• [Given exercise] Reproduce the records from their first line through the line containing "159, 71, 199]]", both ends included, and leave the pictures out.

Records from a dataset:
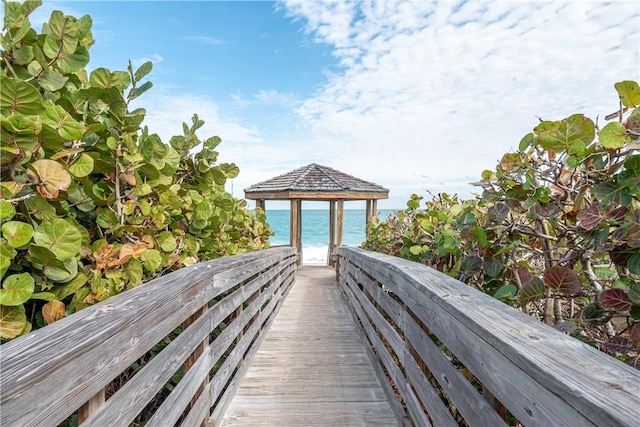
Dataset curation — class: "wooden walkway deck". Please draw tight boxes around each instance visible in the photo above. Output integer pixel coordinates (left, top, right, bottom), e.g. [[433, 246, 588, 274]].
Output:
[[221, 266, 398, 427]]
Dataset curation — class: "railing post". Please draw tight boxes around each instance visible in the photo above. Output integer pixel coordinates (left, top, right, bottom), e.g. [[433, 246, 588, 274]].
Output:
[[78, 388, 105, 424], [182, 304, 209, 414]]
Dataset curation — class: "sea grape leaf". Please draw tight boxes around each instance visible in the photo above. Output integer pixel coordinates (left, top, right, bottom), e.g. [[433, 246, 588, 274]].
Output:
[[534, 114, 595, 152], [484, 258, 504, 277], [156, 231, 177, 252], [544, 265, 582, 295], [42, 300, 65, 325], [69, 153, 93, 178], [33, 218, 82, 261], [2, 221, 33, 248], [520, 277, 546, 305], [577, 203, 604, 230], [41, 100, 84, 141], [29, 244, 66, 269], [600, 122, 629, 149], [592, 181, 632, 206], [51, 272, 88, 300], [627, 252, 640, 274], [38, 69, 67, 92], [0, 273, 35, 306], [0, 305, 27, 339], [89, 68, 131, 90], [140, 249, 162, 271], [133, 61, 153, 82], [599, 288, 631, 312], [493, 285, 518, 301], [627, 282, 640, 305], [0, 77, 44, 116], [56, 46, 89, 74], [614, 80, 640, 107], [0, 199, 16, 221], [27, 159, 71, 199]]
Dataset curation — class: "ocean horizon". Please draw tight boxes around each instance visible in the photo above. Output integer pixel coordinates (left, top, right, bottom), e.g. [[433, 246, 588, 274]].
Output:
[[266, 208, 398, 265]]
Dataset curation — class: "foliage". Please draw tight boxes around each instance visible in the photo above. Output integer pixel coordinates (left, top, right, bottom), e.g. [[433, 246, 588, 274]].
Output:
[[364, 81, 640, 366], [0, 0, 272, 340]]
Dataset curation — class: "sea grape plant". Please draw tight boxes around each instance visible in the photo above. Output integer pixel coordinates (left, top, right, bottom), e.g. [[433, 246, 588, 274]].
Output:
[[363, 81, 640, 367], [0, 0, 272, 340]]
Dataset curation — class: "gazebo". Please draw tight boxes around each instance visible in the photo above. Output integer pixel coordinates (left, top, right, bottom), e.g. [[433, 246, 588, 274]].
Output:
[[244, 163, 389, 265]]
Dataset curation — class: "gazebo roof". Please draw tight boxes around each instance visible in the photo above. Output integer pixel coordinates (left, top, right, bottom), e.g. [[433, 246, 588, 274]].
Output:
[[244, 163, 389, 200]]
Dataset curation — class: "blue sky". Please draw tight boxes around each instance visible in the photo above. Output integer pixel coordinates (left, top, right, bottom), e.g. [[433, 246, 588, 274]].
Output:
[[23, 0, 640, 208]]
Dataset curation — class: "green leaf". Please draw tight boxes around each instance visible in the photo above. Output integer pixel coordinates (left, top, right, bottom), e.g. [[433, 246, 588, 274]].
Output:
[[0, 199, 16, 221], [2, 221, 33, 248], [133, 61, 153, 83], [42, 258, 78, 283], [0, 273, 35, 306], [38, 70, 67, 92], [57, 46, 89, 74], [592, 181, 632, 206], [33, 218, 82, 261], [0, 306, 27, 339], [69, 153, 93, 178], [42, 100, 84, 141], [51, 272, 88, 300], [31, 292, 56, 301], [140, 249, 162, 271], [0, 77, 44, 116], [128, 82, 153, 100], [534, 114, 595, 152], [614, 80, 640, 107], [89, 68, 131, 90], [156, 231, 177, 252], [27, 159, 71, 199], [600, 122, 629, 149]]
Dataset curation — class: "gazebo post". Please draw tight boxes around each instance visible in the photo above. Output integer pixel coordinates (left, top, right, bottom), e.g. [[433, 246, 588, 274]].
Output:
[[336, 199, 344, 251], [327, 200, 336, 267], [289, 199, 302, 265], [296, 199, 303, 265]]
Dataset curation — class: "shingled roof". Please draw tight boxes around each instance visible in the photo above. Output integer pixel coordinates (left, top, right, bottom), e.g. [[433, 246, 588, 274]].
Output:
[[244, 163, 389, 200]]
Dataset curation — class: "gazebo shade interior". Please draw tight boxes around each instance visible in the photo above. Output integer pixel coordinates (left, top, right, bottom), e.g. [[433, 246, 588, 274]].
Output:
[[244, 163, 389, 265]]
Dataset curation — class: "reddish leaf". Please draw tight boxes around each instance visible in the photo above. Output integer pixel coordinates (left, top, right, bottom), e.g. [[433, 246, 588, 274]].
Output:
[[577, 203, 604, 230], [629, 323, 640, 344], [609, 245, 633, 267], [600, 288, 631, 311], [544, 265, 582, 295], [509, 264, 533, 286], [607, 206, 629, 221], [520, 277, 546, 304], [602, 335, 631, 356]]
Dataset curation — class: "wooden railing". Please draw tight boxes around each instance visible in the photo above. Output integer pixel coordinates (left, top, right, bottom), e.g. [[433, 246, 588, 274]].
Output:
[[0, 247, 296, 427], [336, 247, 640, 427]]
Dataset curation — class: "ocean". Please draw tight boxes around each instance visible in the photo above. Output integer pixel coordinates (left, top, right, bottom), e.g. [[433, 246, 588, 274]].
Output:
[[266, 209, 396, 265]]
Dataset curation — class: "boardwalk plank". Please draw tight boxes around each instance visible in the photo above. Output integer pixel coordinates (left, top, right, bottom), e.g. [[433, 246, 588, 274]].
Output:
[[221, 267, 398, 427]]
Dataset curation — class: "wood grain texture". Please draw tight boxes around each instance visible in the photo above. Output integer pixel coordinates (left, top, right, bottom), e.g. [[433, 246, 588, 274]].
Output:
[[220, 267, 398, 426], [338, 248, 640, 426], [0, 247, 295, 427]]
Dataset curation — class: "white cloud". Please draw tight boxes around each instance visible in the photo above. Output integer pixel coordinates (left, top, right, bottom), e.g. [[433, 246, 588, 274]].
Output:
[[183, 35, 224, 46], [280, 0, 640, 207]]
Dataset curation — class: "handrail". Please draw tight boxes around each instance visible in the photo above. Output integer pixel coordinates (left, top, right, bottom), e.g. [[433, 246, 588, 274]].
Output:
[[336, 247, 640, 427], [0, 247, 296, 427]]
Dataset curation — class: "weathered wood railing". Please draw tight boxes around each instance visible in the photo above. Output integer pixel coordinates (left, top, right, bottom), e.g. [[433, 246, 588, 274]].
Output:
[[0, 247, 296, 427], [336, 248, 640, 427]]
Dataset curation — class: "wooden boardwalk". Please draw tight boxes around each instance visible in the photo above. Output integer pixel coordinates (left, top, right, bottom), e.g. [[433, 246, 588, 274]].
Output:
[[221, 266, 398, 427]]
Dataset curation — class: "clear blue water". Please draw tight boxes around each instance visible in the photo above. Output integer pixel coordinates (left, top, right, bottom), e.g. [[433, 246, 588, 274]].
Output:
[[266, 209, 395, 264]]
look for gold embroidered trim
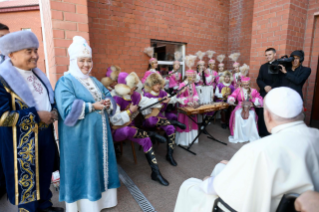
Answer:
[145,147,153,154]
[10,91,19,205]
[133,129,148,138]
[156,117,171,127]
[33,123,40,200]
[0,111,19,127]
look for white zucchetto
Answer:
[67,36,93,79]
[265,87,303,119]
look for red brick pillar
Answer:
[250,0,309,123]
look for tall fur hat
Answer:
[174,52,182,64]
[196,51,206,65]
[106,65,121,82]
[217,54,226,66]
[144,73,165,92]
[239,63,249,77]
[114,84,131,96]
[206,50,216,64]
[125,72,140,88]
[185,55,197,70]
[228,52,240,65]
[0,31,39,56]
[219,71,234,83]
[101,77,114,90]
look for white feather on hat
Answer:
[239,63,249,77]
[174,52,182,61]
[185,55,197,69]
[144,72,165,92]
[144,47,154,58]
[196,51,206,61]
[114,84,131,96]
[216,54,226,63]
[206,50,216,60]
[101,77,114,89]
[228,52,240,63]
[125,72,140,88]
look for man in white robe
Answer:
[175,87,319,212]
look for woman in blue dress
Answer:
[55,36,120,212]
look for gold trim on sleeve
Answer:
[33,123,40,200]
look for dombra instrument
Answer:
[178,102,229,155]
[178,102,229,116]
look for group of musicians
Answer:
[101,47,263,185]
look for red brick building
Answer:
[0,0,46,72]
[0,0,319,123]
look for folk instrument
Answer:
[178,102,229,116]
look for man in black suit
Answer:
[256,48,281,137]
[280,50,311,99]
[0,23,10,199]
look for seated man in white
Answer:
[175,87,319,212]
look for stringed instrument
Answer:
[241,101,253,120]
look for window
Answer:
[151,40,186,76]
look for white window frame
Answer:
[151,40,186,77]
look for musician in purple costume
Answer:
[215,71,235,129]
[111,72,169,186]
[144,73,186,166]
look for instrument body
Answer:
[178,102,229,116]
[241,101,253,120]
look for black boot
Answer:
[166,133,177,166]
[147,131,166,143]
[39,207,64,212]
[145,147,169,186]
[169,120,186,130]
[222,123,227,129]
[205,116,213,125]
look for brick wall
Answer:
[227,0,254,69]
[250,0,298,89]
[50,0,89,79]
[0,10,45,72]
[46,0,319,123]
[40,0,57,88]
[303,0,319,123]
[88,0,229,78]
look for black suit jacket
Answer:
[257,63,282,97]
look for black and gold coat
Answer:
[0,60,56,205]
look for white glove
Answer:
[142,108,152,116]
[254,99,261,107]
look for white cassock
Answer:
[175,121,319,212]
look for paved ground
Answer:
[0,121,242,212]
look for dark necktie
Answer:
[0,54,6,64]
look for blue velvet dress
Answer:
[55,74,120,203]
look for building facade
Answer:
[0,0,319,124]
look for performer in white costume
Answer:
[175,87,319,212]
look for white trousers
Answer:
[174,163,225,212]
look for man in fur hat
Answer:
[144,73,186,166]
[0,23,10,198]
[110,72,174,186]
[0,31,64,212]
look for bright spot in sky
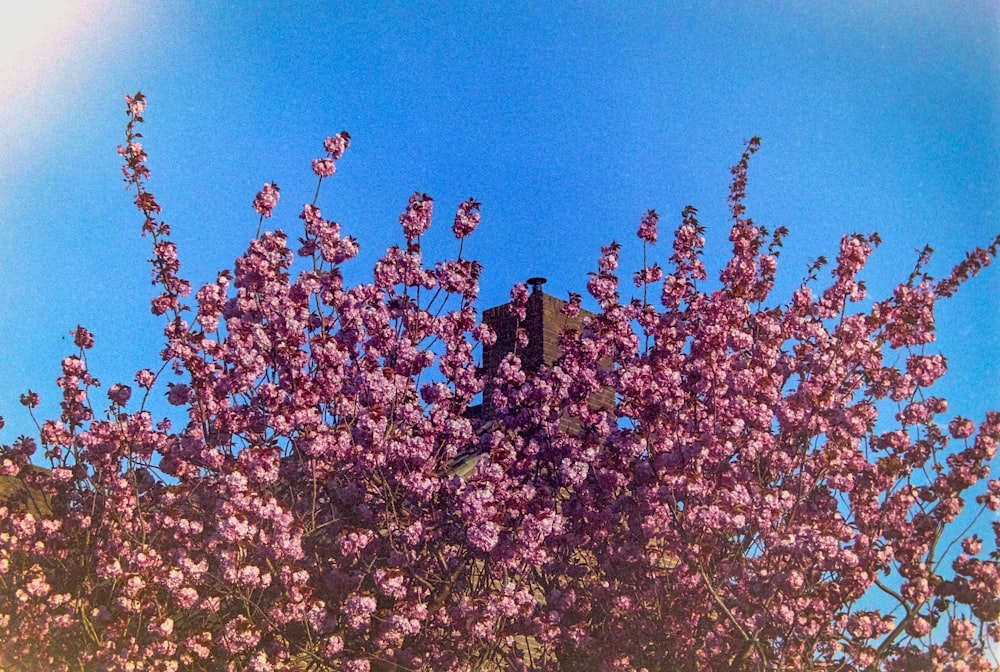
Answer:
[0,0,86,96]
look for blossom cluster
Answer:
[0,94,1000,672]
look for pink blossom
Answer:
[253,182,281,217]
[313,158,337,178]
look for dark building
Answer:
[453,278,615,477]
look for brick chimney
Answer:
[481,277,614,419]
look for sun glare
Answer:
[0,0,87,93]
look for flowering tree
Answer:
[0,94,1000,671]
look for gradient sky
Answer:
[0,0,1000,462]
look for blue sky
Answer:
[0,0,1000,452]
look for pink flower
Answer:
[108,383,132,406]
[451,198,480,239]
[323,131,351,161]
[637,210,660,244]
[313,158,337,178]
[399,193,434,240]
[70,325,94,350]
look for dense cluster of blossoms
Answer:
[0,94,1000,672]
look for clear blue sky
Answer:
[0,0,1000,452]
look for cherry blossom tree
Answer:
[0,93,1000,672]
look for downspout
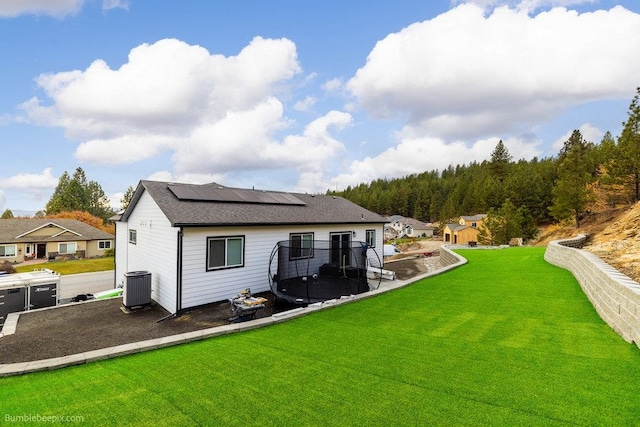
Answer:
[175,227,184,315]
[156,227,184,323]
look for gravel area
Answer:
[0,256,439,364]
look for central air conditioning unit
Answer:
[122,271,151,308]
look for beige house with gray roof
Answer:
[0,218,115,263]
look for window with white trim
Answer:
[58,242,77,254]
[366,230,376,248]
[207,236,244,271]
[0,245,16,258]
[289,233,313,259]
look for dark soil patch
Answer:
[384,255,429,280]
[0,292,291,364]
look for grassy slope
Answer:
[0,248,640,426]
[15,257,115,275]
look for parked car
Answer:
[383,245,402,256]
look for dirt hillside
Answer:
[536,202,640,282]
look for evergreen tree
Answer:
[489,140,512,182]
[615,87,640,202]
[549,130,593,228]
[46,167,113,221]
[120,185,135,210]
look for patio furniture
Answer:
[229,289,267,321]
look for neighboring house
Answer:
[442,214,487,245]
[385,215,434,240]
[0,218,115,263]
[114,181,386,314]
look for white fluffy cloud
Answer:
[0,168,58,191]
[348,4,640,139]
[22,37,308,175]
[324,0,640,188]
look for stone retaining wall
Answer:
[544,235,640,347]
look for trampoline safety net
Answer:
[269,240,381,304]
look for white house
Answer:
[115,181,386,314]
[386,215,434,239]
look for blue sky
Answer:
[0,0,640,213]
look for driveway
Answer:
[58,270,115,299]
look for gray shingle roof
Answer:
[121,180,386,227]
[0,218,114,243]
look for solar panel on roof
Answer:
[168,185,202,200]
[167,184,305,206]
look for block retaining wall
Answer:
[544,235,640,347]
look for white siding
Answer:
[178,222,383,308]
[115,221,129,287]
[116,192,179,313]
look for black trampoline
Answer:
[269,239,381,305]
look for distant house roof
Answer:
[403,218,433,230]
[120,180,387,227]
[0,218,114,243]
[447,222,471,231]
[387,215,433,230]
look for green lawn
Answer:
[15,257,115,276]
[0,248,640,426]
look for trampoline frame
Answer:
[269,240,382,305]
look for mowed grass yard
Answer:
[0,248,640,426]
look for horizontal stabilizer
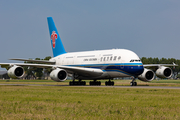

• [The answer]
Dataset curation — class: "wooden walkway deck". Please draw tight boxes around each instance visible in the photo above. Output integer pixel coordinates (left, top, right, bottom), e.g. [[433, 246, 588, 274]].
Output:
[[221, 266, 398, 427]]
Dataset curation — class: "railing post". Please draw tight boxes around each instance visible in the photo above. Output integer pixel coordinates (left, top, right, bottom), e.g. [[433, 246, 588, 274]].
Output:
[[78, 388, 105, 424], [182, 304, 209, 414]]
Dataset curation — class: "sea grape leaf". Please draw tight boxes around each instance visible in the photo above. Output integer pixel coordinates (left, top, right, bottom), e.g. [[433, 246, 588, 274]].
Output:
[[534, 114, 595, 152], [484, 258, 504, 277], [156, 231, 177, 252], [544, 265, 582, 295], [42, 300, 65, 325], [69, 153, 93, 178], [33, 218, 82, 261], [2, 221, 33, 248], [520, 277, 546, 305], [577, 203, 604, 230], [41, 100, 84, 141], [29, 244, 66, 269], [600, 122, 629, 149], [592, 181, 632, 206], [51, 272, 88, 300], [627, 252, 640, 274], [38, 69, 67, 92], [0, 273, 35, 306], [0, 305, 27, 339], [89, 68, 131, 90], [140, 249, 162, 271], [133, 61, 153, 82], [599, 288, 631, 312], [493, 285, 518, 301], [627, 282, 640, 305], [0, 77, 44, 116], [56, 46, 89, 74], [614, 80, 640, 107], [0, 199, 16, 221], [27, 159, 71, 199]]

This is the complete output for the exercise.